Data shown:
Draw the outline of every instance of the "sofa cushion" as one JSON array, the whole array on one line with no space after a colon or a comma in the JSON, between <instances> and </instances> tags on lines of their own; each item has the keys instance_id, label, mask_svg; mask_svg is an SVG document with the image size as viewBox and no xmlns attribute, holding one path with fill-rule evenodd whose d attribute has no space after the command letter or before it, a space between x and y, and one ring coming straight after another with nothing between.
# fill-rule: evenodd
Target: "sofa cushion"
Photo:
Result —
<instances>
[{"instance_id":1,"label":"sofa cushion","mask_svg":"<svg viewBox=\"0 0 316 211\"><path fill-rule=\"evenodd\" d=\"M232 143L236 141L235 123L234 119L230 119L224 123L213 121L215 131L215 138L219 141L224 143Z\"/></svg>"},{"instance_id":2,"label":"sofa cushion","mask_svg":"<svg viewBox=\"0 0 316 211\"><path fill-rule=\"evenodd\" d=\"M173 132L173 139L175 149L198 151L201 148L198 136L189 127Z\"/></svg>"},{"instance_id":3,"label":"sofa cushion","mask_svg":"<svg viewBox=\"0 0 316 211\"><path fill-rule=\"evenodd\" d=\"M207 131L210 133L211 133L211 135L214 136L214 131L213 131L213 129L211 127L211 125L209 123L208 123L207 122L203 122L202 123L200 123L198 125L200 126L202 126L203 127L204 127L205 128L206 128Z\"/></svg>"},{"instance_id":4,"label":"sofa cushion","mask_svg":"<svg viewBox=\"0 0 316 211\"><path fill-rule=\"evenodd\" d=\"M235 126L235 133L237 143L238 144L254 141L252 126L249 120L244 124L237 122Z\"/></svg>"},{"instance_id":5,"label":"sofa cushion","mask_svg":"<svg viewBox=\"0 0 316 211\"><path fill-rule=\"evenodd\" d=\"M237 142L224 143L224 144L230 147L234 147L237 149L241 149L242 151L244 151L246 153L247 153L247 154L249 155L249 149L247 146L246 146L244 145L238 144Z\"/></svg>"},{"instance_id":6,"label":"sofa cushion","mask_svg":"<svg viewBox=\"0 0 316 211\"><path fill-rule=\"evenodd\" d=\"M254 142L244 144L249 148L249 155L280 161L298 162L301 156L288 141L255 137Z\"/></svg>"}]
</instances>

What is required:
Reproduce the listing above, replacing "Target" with "Object" and leaving everything else unchanged.

Task answer:
Draw the outline of every instance of the "sofa cushion" as one JSON array, the whole array on one line with no space after a colon or a comma in the JSON, between <instances> and </instances> tags on lines of their own; each item has the keys instance_id, label, mask_svg; mask_svg is an SVG document with the image size as viewBox and no xmlns attribute, holding one path with fill-rule evenodd whose d attribute has no space after the command letter or before it, a space between x and y, and one ring coming straight after another with nothing between.
# fill-rule: evenodd
Object: "sofa cushion"
Photo:
Result —
<instances>
[{"instance_id":1,"label":"sofa cushion","mask_svg":"<svg viewBox=\"0 0 316 211\"><path fill-rule=\"evenodd\" d=\"M232 143L236 141L235 123L234 119L230 119L224 123L213 121L215 131L215 138L219 141L224 143Z\"/></svg>"},{"instance_id":2,"label":"sofa cushion","mask_svg":"<svg viewBox=\"0 0 316 211\"><path fill-rule=\"evenodd\" d=\"M173 132L173 139L175 149L198 151L201 148L198 136L189 127Z\"/></svg>"},{"instance_id":3,"label":"sofa cushion","mask_svg":"<svg viewBox=\"0 0 316 211\"><path fill-rule=\"evenodd\" d=\"M207 131L210 133L211 133L211 135L214 136L214 131L213 131L213 129L211 127L211 125L209 123L208 123L207 122L203 122L202 123L200 123L198 125L200 126L202 126L203 127L204 127L205 128L206 128Z\"/></svg>"},{"instance_id":4,"label":"sofa cushion","mask_svg":"<svg viewBox=\"0 0 316 211\"><path fill-rule=\"evenodd\" d=\"M235 126L235 133L237 143L238 144L254 141L252 126L249 120L244 124L237 122Z\"/></svg>"},{"instance_id":5,"label":"sofa cushion","mask_svg":"<svg viewBox=\"0 0 316 211\"><path fill-rule=\"evenodd\" d=\"M237 142L224 143L224 144L230 147L234 147L237 149L241 149L242 151L244 151L246 153L247 153L247 154L249 155L249 149L247 146L246 146L244 145L238 144Z\"/></svg>"},{"instance_id":6,"label":"sofa cushion","mask_svg":"<svg viewBox=\"0 0 316 211\"><path fill-rule=\"evenodd\" d=\"M254 142L244 144L249 148L249 155L280 161L298 162L301 156L288 141L255 137Z\"/></svg>"}]
</instances>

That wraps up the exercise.